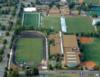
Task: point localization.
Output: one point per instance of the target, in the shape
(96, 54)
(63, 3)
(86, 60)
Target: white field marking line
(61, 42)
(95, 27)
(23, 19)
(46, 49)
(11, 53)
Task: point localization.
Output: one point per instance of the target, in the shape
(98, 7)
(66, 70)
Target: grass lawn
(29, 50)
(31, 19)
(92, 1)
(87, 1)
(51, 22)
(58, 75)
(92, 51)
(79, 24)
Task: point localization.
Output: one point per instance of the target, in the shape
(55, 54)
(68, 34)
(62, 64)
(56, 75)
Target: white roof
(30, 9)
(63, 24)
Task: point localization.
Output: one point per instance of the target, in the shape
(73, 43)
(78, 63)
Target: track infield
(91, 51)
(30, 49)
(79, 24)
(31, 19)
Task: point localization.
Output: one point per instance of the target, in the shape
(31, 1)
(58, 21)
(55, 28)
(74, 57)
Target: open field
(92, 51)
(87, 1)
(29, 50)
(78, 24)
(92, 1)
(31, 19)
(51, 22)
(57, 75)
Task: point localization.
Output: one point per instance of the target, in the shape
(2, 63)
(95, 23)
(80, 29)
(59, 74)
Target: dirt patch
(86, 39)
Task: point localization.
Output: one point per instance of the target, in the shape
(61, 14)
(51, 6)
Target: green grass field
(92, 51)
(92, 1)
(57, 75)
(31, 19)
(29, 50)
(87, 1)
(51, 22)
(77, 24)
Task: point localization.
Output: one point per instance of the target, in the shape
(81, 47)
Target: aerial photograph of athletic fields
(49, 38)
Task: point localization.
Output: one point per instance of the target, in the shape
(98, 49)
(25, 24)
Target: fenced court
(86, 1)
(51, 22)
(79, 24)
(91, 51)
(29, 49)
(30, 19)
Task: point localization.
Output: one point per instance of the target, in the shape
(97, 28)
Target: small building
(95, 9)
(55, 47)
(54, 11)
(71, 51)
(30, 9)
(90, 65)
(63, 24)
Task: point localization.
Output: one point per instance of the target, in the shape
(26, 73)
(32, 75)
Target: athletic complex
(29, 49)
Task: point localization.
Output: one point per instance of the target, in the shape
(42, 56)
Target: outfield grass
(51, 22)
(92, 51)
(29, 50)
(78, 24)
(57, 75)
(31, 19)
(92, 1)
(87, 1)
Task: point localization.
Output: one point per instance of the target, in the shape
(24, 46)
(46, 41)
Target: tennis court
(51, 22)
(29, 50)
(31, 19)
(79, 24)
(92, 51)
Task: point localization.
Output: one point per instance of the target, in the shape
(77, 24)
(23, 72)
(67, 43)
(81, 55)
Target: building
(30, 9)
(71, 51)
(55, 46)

───

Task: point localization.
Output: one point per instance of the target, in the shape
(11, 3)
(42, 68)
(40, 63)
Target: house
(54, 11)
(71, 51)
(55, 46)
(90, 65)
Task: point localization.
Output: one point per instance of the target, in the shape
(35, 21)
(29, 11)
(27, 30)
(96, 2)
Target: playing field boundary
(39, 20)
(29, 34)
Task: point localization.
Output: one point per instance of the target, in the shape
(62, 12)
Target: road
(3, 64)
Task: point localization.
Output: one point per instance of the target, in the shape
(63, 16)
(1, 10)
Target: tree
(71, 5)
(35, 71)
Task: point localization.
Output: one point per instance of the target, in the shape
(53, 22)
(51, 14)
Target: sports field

───

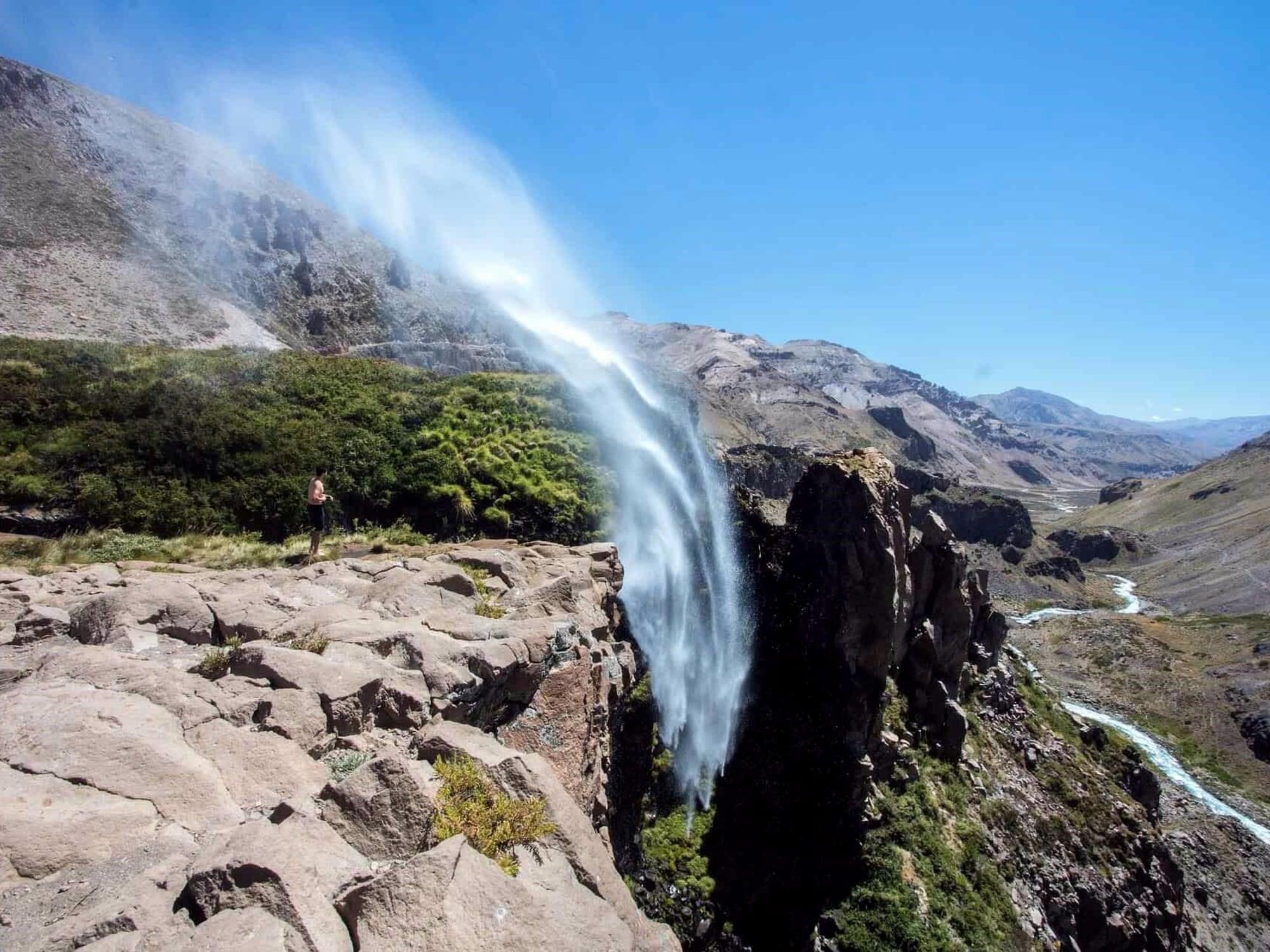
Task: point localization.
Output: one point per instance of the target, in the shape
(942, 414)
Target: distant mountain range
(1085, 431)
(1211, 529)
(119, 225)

───

Goal: Which lines in the entries above contain the string "court"? Extract each of them, treating uppercase and lowercase as different.

Answer in full:
Target: fenced court
Target: tennis court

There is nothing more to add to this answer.